Philip Roth Enters the Canon

By Daniel Schifrin

 

After fifty years and almost 30 books, Philip Roth could dominate the reading list of a book group for a good three years. And with the appearance this fall of the first two volumes of the Library of America’s definitive collection of Roth’s work, book groups have a good start on the first year of reading.

From the beginning, Roth was notable for his language, ideas and energy, which are in abundant supply in these early books,
and which redefined the possibilities of American fiction. Roth's comic genius, his imaginative daring, and his courage in exploring uncomfortable truths made him one of the essential writers of our time.

Roth was also able to re-invent himself several times over his career, and these early books laid the groundwork for his sustained meditation on personal identity in novels such as “The Ghost Writer” and “Operation Shylock,” and his extraordinary analysis of American society in books like “American Pastoral,” “The Human Stain” and last year’s “The Plot Against America,” which was excerpted within these pages.

This first volume of the collected works presents Goodbye, Columbus and Five Short Stories, the book that established Roth's reputation on publication in 1959 and for which he won the National Book Award, and his first novel, Letting Go (1962).

The title novella, Goodbye, Columbus, the story of a summer romance between a poor young man from Newark and a rich Radcliffe co-ed, is both a tightly wrought tale of youthful desire and a satiric gem that takes aim at the comfortable affluence of the postwar boom. Here and in the stories that accompany it, including "The Conversion of the Jews" and "Defender of the Faith," Roth depicts Jewish lives in 1950s America with an unflinching sharpness of observation.

In Letting Go, a sprawling novel set largely against the backdrop of Chicago in the 1950s, Roth portrays the moral dilemmas of young people cast precipitously into adulthood, and in the process describes a skein of social and family responsibilities as they are brought into focus by issues of marriage, abortion, adoption, friendship, and career. The novel's expansiveness provides a wide scope for Roth's gift for vivid characterization, and in his protagonist Gabe Wallach he creates a nuanced portrait of a responsive young academic whose sense of morality draws him into the ordeals of others with unforeseen consequences.

When She Was Good (1967) is the trenchant portrait of Lucy Nelson, a young midwestern woman whose perception of her own suffering turns her into a ferocious force. A small-town 1940s America of restrictive social pressures and foreclosed opportunities provides the novel's background.
· · ·
_Brief 1_.
According to the Philip Roth article, which award did Roth win for Goodbye, Columbus and Five Short Stories?
_Brief 2_.
Rewrite the paragraph of the Philip Roth article that begins "The title novella, Goodbye, Columbus" in shorter form, keeping its main facts.
_Brief 3_.
Return the passage of the Philip Roth article starting with "The title novella, Goodbye, Columbus, the" and going on through "sharpness of observation.", copied word for word.
The material that comes after this point is separate from the Philip Roth article.

_Recorded data_.
· · ·
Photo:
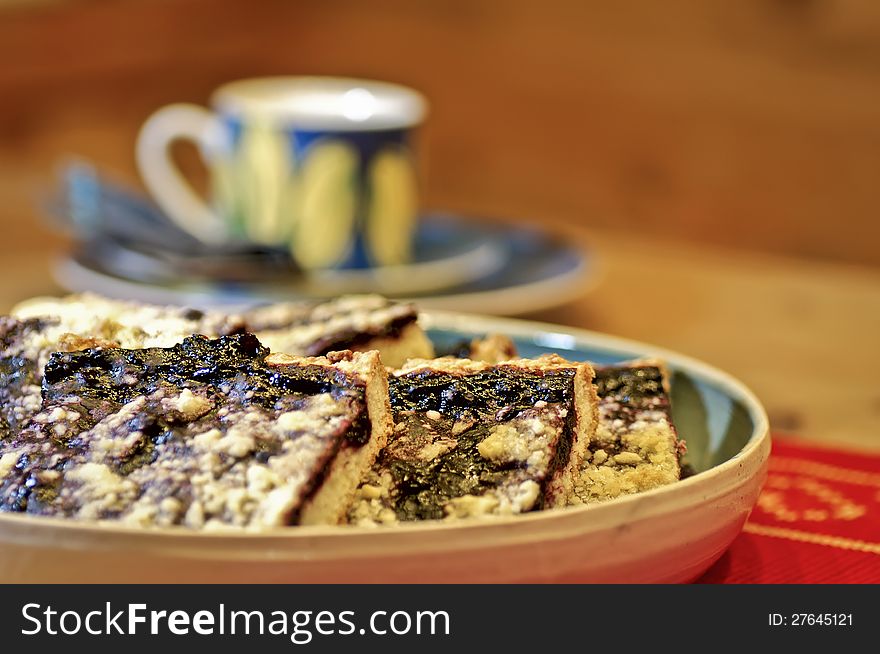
· · ·
_Your response 1_.
The National Book Award.

_Your response 2_.
Goodbye, Columbus, the title novella, follows a summer romance between a poor young man from Newark and a rich Radcliffe co-ed. It is both a tightly wrought story of youthful desire and a satire of postwar affluence. In it and the accompanying stories, including "The Conversion of the Jews" and "Defender of the Faith," Roth sharply observes Jewish lives in 1950s America.

_Your response 3_.
The title novella, Goodbye, Columbus, the story of a summer romance between a poor young man from Newark and a rich Radcliffe co-ed, is both a tightly wrought tale of youthful desire and a satiric gem that takes aim at the comfortable affluence of the postwar boom. Here and in the stories that accompany it, including "The Conversion of the Jews" and "Defender of the Faith," Roth depicts Jewish lives in 1950s America with an unflinching sharpness of observation.